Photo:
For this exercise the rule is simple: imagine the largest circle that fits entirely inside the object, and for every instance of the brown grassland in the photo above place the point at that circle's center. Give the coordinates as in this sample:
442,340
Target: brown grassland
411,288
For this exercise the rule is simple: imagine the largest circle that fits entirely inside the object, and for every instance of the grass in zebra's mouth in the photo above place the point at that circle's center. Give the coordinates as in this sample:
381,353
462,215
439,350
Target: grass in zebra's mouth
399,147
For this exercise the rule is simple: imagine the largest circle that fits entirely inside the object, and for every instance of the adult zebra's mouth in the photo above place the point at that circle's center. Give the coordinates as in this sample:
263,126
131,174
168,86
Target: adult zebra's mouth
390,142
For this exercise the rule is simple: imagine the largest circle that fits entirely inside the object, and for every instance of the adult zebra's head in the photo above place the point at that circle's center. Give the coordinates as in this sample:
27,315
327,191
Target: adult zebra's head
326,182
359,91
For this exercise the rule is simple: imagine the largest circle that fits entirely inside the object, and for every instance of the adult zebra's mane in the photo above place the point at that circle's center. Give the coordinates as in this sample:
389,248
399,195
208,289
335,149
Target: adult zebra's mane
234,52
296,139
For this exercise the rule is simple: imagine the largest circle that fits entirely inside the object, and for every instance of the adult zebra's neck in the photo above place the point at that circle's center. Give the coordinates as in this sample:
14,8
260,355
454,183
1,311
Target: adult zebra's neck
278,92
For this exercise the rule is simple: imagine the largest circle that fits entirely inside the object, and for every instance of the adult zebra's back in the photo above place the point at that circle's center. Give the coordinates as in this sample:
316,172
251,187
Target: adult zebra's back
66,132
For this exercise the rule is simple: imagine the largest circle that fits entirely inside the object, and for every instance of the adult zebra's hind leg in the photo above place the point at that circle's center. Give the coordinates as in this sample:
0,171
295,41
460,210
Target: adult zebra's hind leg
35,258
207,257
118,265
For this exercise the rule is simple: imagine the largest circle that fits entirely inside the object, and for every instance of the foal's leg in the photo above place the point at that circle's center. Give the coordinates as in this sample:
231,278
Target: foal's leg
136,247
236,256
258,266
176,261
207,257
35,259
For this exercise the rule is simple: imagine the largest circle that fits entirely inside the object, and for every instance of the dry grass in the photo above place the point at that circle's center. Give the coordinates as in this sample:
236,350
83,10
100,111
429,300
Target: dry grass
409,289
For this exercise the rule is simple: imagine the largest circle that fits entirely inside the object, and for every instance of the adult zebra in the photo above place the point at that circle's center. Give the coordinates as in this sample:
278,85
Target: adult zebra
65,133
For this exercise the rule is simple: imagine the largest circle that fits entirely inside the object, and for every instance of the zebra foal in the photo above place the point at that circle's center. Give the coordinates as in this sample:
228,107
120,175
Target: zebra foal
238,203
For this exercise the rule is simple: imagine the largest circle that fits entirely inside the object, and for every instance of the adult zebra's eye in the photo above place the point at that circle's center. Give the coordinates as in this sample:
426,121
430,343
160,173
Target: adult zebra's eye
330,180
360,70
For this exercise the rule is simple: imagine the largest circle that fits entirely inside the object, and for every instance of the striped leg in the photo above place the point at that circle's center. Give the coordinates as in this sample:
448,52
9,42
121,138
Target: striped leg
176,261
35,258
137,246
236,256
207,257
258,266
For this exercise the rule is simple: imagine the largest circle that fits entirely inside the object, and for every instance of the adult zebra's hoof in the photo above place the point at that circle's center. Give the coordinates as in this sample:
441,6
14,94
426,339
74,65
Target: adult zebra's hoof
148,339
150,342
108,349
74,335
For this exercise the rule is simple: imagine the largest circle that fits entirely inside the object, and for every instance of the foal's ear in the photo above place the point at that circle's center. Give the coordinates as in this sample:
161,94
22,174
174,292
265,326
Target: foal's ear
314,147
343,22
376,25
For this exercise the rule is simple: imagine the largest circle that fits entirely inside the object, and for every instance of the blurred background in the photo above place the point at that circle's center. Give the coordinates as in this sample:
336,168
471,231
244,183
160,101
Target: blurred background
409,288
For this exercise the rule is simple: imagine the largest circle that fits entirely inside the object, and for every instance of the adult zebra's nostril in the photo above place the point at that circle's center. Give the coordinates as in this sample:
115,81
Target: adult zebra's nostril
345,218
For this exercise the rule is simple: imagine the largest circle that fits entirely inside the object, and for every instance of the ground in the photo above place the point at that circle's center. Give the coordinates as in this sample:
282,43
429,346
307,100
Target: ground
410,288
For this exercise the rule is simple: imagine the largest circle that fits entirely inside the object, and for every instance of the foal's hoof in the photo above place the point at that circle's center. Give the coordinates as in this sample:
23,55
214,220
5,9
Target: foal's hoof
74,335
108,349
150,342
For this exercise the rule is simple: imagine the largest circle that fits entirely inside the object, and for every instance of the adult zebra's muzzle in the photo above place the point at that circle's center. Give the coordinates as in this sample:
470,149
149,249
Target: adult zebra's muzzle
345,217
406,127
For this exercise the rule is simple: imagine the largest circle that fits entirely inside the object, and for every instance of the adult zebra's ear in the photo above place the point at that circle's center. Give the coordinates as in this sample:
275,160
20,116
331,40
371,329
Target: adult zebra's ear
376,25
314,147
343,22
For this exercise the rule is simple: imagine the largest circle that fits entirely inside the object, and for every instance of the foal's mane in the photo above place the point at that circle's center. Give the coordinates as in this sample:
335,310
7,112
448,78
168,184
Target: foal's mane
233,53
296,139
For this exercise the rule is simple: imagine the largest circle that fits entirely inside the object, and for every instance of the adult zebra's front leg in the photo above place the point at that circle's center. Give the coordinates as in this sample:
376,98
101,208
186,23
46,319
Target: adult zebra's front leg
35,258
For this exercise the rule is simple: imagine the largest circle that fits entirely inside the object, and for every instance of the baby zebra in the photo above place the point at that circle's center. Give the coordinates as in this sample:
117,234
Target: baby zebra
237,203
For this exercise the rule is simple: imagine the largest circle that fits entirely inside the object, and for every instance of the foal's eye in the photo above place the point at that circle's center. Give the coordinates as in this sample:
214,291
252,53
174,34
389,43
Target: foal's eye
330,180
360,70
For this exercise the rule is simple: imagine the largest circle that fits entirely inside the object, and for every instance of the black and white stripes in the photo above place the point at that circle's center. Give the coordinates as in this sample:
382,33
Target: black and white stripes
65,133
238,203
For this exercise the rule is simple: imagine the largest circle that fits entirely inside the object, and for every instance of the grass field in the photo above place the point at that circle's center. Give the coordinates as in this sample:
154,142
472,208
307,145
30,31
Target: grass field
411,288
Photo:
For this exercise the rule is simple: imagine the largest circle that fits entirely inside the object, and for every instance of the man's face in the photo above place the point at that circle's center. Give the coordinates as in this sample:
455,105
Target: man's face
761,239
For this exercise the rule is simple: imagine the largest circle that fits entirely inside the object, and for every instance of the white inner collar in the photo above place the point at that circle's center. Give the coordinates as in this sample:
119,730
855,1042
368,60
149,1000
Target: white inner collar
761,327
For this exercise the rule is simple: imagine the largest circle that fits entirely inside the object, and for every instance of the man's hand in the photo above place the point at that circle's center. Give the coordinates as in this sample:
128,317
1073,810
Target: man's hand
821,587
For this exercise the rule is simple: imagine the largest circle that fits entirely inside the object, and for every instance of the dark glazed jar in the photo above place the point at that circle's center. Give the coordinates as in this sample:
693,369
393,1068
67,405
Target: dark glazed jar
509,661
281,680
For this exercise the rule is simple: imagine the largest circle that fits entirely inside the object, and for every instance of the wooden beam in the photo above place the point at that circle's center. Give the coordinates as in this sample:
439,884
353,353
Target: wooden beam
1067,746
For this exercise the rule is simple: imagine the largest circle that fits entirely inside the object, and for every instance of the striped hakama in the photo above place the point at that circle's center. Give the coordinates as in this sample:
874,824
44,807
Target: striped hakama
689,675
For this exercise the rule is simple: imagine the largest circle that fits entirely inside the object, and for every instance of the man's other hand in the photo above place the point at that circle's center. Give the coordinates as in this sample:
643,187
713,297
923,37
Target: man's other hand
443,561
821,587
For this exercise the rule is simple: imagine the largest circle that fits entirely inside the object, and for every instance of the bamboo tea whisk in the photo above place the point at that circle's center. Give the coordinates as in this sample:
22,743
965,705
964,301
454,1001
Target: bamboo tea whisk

→ **What you will do**:
A single number is the answer: the number of lines in the entries that contain "bamboo".

→ **Your solution**:
2